OpenAI Begins Limited GPT-5.6 Preview After US Government Review Request
OpenAI has started rolling out its latest GPT-5.6 AI models to a limited group of trusted partners, saying the restricted preview follows a request from the U.S. government to review advanced AI systems before their wider release.
In a blog post published on Friday, the company said the preview currently includes only partners "whose participation has been shared with the government." OpenAI described the arrangement as a temporary measure and stressed that it does not believe this type of government access should become the long-term approach for releasing frontier AI models.
The GPT-5.6 family consists of three models: Sol, the company's flagship model; Terra, designed for general-purpose workloads at a lower cost; and Luna, an entry-level model focused on affordability and speed. OpenAI said broader availability through ChatGPT, Codex, and its API is expected in the coming weeks.

### Source information
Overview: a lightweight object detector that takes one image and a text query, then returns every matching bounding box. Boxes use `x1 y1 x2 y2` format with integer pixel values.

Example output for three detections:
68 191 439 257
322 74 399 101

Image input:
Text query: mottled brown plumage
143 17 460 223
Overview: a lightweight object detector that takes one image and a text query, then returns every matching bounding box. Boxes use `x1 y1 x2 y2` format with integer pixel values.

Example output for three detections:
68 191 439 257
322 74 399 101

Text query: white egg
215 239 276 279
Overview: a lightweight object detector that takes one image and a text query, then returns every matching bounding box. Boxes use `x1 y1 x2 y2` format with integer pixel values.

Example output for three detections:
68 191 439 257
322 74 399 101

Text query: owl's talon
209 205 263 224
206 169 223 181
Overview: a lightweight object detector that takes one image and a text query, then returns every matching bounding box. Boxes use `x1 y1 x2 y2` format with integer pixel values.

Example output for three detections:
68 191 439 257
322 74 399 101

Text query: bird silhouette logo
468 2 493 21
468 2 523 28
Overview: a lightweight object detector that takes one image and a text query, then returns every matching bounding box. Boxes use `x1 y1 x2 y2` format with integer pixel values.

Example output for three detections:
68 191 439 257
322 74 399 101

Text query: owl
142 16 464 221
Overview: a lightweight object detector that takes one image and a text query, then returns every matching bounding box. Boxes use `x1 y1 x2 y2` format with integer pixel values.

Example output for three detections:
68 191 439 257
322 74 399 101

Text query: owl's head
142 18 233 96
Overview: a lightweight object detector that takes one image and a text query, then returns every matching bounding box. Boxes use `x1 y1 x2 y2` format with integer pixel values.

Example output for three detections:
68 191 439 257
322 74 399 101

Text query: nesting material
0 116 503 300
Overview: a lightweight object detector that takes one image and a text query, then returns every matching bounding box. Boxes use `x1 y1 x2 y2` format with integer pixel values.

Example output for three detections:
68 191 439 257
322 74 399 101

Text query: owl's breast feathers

### Tasks to perform
**1.** In the GPT-5.6 article, which model is designed for general-purpose workloads at a lower cost?
**2.** Copy the GPT-5.6 article word for word, starting at "OpenAI Begins Limited" and ending at "their wider release.".
Rely only on the GPT-5.6 article, not on the data.

### Solutions by task
**1.** Terra

**2.**
OpenAI Begins Limited GPT-5.6 Preview After US Government Review Request
OpenAI has started rolling out its latest GPT-5.6 AI models to a limited group of trusted partners, saying the restricted preview follows a request from the U.S. government to review advanced AI systems before their wider release.